*PAGE EXCERPT:*
BEGIN

More than 4000 abled and differently-abled South Africans took part in the local leg of the race, held at the Agricultural Research Council (ARC) in Irene yesterday afternoon. Russian runner Olesya Nurgalieva and Swedish runner Niklas Sjöblom were crowned the female and male South African Champions.

Despite this year’s Catcher Car, driven by 5FM’s Nick Hamman, increasing in speeds faster than any previous year, Nurgalieva managed to outrun the Catcher Car for 42.8km.

“This year’s race was tough, but I’m really happy to have claimed my second Wings for Life World Run title.”

Nurgalieva, one of the famous Comrades Twins, took home the 2018 title in Turkey last year after reaching 53.61kms. Nurgalieva chose to run in South Africa this year, once again running alongside her sister Elena, who finished in second place.

END

*PROBLEMS TO SOLVE:*
(1) In the race report, how far did Nurgalieva run before the Catcher Car caught her?
(2) Summarize the race report in two sentences.
(3) Please write the next paragraph of the race report, picking up after its final sentence.

*SUPPLIED DATA:*
BEGIN

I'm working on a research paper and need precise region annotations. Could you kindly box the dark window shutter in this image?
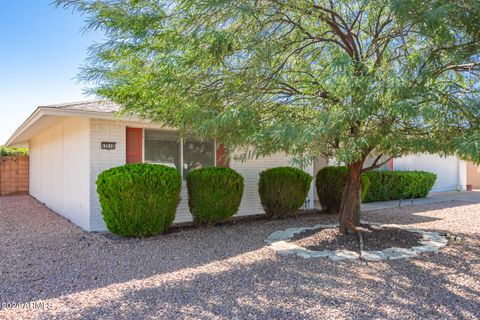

END

*RESPONSE LIST:*
(1) 42.8km

(2) More than 4000 abled and differently-abled South Africans ran in the local leg of the race at the Agricultural Research Council in Irene, where Olesya Nurgalieva and Niklas Sjöblom were crowned the female and male South African Champions. Nurgalieva outran a Catcher Car that sped up faster than in any previous year for 42.8km to claim her second Wings for Life World Run title, and her sister Elena finished second.

(3)
Sjöblom, who has competed in two World Run races and won in Switzerland in 2018, was caught by the Catcher Car at 53.8kms. He also felt the tough South African conditions.

“This race was brutal. I ran 70.10kms in Switzerland last year, but I really felt the altitude and rolling hills on the Irene route. I knew it would be a challenging race, but wanted to run in South Africa, it’s my first time in the country, and was it great to be part of such an incredible cause.”